Segment Start: RECORDS SHOWN

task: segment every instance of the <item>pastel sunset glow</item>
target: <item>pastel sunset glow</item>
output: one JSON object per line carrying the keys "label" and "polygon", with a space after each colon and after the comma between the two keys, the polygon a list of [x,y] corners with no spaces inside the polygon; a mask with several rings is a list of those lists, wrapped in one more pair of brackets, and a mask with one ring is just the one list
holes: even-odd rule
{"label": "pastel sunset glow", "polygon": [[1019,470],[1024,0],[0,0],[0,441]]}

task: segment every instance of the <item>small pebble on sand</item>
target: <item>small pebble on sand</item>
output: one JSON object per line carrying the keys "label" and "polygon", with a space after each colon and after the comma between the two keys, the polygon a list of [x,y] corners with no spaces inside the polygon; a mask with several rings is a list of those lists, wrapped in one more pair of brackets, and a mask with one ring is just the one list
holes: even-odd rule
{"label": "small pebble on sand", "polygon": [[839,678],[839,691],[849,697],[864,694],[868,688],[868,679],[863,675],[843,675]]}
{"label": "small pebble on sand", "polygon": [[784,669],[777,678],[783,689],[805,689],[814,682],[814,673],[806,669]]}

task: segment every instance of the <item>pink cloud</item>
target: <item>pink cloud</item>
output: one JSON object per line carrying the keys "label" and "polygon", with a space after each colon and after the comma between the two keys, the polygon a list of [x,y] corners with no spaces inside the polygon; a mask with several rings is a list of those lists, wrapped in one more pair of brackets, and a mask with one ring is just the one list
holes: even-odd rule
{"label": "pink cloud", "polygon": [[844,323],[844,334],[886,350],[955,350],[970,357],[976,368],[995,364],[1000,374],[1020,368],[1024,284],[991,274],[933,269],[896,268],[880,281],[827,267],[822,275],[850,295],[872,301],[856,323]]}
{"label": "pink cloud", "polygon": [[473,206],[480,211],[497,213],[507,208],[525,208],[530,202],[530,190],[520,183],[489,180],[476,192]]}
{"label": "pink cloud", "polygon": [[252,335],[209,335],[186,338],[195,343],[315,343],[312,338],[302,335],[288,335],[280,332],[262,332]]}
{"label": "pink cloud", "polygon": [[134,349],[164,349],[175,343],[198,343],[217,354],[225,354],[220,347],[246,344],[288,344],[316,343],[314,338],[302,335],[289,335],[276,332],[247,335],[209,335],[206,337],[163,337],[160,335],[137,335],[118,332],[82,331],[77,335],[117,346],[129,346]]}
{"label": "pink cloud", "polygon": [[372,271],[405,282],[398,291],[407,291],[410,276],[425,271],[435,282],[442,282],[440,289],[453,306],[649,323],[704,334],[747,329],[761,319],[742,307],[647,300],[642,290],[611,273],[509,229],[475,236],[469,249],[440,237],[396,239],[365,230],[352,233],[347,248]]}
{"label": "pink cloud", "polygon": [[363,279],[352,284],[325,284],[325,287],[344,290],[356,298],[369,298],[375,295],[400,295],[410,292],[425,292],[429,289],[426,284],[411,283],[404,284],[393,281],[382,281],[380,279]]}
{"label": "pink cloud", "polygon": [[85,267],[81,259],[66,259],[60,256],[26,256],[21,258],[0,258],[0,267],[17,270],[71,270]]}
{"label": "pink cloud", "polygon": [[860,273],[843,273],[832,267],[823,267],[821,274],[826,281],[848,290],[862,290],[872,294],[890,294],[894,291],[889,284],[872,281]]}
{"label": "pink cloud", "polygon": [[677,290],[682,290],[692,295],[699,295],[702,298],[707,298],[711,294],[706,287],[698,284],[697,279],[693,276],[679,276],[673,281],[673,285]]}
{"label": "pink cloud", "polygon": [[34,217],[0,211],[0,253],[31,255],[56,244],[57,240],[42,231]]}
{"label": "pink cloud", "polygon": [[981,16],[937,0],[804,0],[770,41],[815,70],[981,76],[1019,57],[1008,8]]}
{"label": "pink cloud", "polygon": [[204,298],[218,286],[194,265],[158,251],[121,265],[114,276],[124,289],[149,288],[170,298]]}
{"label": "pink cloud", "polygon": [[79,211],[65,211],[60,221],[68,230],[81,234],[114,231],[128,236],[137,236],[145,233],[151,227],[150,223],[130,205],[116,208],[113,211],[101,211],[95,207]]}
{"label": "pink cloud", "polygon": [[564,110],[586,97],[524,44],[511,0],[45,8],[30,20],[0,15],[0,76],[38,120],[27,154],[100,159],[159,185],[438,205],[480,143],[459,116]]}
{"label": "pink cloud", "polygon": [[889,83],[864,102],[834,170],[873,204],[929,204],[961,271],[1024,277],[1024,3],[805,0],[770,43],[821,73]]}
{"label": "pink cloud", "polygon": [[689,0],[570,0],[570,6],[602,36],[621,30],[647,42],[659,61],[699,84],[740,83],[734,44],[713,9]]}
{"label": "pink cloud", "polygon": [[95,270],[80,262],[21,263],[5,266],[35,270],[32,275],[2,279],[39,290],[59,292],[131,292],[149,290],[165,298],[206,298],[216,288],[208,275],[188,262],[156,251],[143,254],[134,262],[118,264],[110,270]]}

Segment End: RECORDS SHOWN

WHAT TO PRODUCE.
Reproduce the records above exactly, character for character.

OUTPUT FOR THIS EXERCISE.
task: segment every instance of the <item>pastel sunset glow</item>
target: <item>pastel sunset glow</item>
output: one JSON object per line carrying the keys "label" and "polygon", with a space after each colon and after the comma between the two keys, the polygon a list of [x,y] corners with no spaces inside the polygon; a mask with several rings is a list of those lists, wrapped in one more pair of brackets, and a mask with one ring is just the one list
holes: even-odd rule
{"label": "pastel sunset glow", "polygon": [[1019,470],[1024,0],[0,0],[0,441]]}

task: segment every instance of the <item>small pebble on sand</item>
target: <item>small pebble on sand</item>
output: one JSON object per line carrying the keys "label" and "polygon", with a space after each colon and after the comma between the two keys, the polygon a list of [x,y] corners with no spaces inside the polygon; a mask with several rings is a list of those lists, wrapped in one more pair of brackets, and a mask with one ring is just the one list
holes: even-odd rule
{"label": "small pebble on sand", "polygon": [[839,678],[839,691],[849,697],[864,694],[868,688],[868,679],[863,675],[843,675]]}
{"label": "small pebble on sand", "polygon": [[784,669],[777,678],[783,689],[805,689],[814,682],[814,673],[806,669]]}

task: segment every instance of the <item>pink cloud</item>
target: <item>pink cloud</item>
output: one JSON object per line carrying the keys "label" and "polygon", with a space after each colon and after the comma between the two keys, the polygon a list of [x,y] corners with no spaces inside the polygon; a mask with several rings is a list of those lists, wrapped in one more pair of brackets, and a mask with one ring is just the one list
holes: even-odd rule
{"label": "pink cloud", "polygon": [[844,323],[844,334],[886,350],[955,350],[970,357],[976,368],[995,364],[1000,374],[1020,368],[1024,284],[991,274],[933,269],[896,268],[880,281],[827,267],[822,275],[850,295],[872,301],[856,323]]}
{"label": "pink cloud", "polygon": [[473,206],[480,211],[497,213],[507,208],[525,208],[530,202],[530,190],[520,183],[489,180],[476,192]]}
{"label": "pink cloud", "polygon": [[252,335],[209,335],[186,338],[195,343],[315,343],[312,338],[302,335],[288,335],[280,332],[262,332]]}
{"label": "pink cloud", "polygon": [[134,349],[164,349],[175,343],[198,343],[217,354],[225,354],[220,347],[246,344],[288,344],[316,343],[314,338],[302,335],[289,335],[276,332],[247,335],[209,335],[206,337],[163,337],[160,335],[137,335],[118,332],[82,331],[77,335],[117,346],[129,346]]}
{"label": "pink cloud", "polygon": [[372,271],[405,282],[398,291],[407,291],[410,276],[425,271],[435,282],[442,282],[440,289],[453,306],[649,323],[704,334],[747,329],[761,319],[742,307],[647,300],[642,290],[611,273],[509,229],[475,236],[469,249],[440,237],[396,239],[365,230],[352,233],[347,248]]}
{"label": "pink cloud", "polygon": [[363,279],[352,284],[325,284],[325,287],[344,290],[356,298],[369,298],[375,295],[400,295],[410,292],[425,292],[429,289],[426,284],[411,283],[404,284],[393,281],[382,281],[380,279]]}
{"label": "pink cloud", "polygon": [[85,267],[81,259],[66,259],[60,256],[26,256],[21,258],[0,258],[0,267],[17,270],[71,270]]}
{"label": "pink cloud", "polygon": [[860,273],[843,273],[832,267],[823,267],[821,274],[826,281],[848,290],[862,290],[872,294],[890,294],[894,291],[889,284],[872,281]]}
{"label": "pink cloud", "polygon": [[677,290],[682,290],[692,295],[699,295],[702,298],[707,298],[711,294],[706,287],[698,284],[697,279],[693,276],[679,276],[673,281],[673,285]]}
{"label": "pink cloud", "polygon": [[34,217],[0,211],[0,253],[31,255],[56,244],[57,240],[42,231]]}
{"label": "pink cloud", "polygon": [[981,16],[937,0],[804,0],[770,41],[815,70],[981,76],[1019,57],[1008,8]]}
{"label": "pink cloud", "polygon": [[204,298],[218,286],[194,265],[158,251],[121,265],[114,276],[124,289],[149,288],[170,298]]}
{"label": "pink cloud", "polygon": [[79,211],[65,211],[60,221],[68,230],[81,234],[114,231],[128,236],[137,236],[145,233],[151,227],[150,223],[130,205],[116,208],[113,211],[101,211],[95,207]]}
{"label": "pink cloud", "polygon": [[564,110],[586,97],[524,44],[511,0],[45,8],[30,20],[0,15],[0,76],[38,120],[27,154],[100,159],[159,185],[438,205],[480,143],[459,116]]}
{"label": "pink cloud", "polygon": [[889,83],[864,102],[834,170],[873,204],[929,204],[961,271],[1024,277],[1024,3],[805,0],[770,43],[821,73]]}
{"label": "pink cloud", "polygon": [[689,0],[570,0],[570,6],[602,36],[621,30],[647,42],[659,61],[699,84],[740,83],[734,44],[713,9]]}
{"label": "pink cloud", "polygon": [[95,270],[80,262],[21,263],[5,266],[35,270],[32,275],[2,279],[39,290],[59,292],[131,292],[149,290],[165,298],[206,298],[216,288],[208,275],[188,262],[156,251],[143,254],[134,262],[118,264],[110,270]]}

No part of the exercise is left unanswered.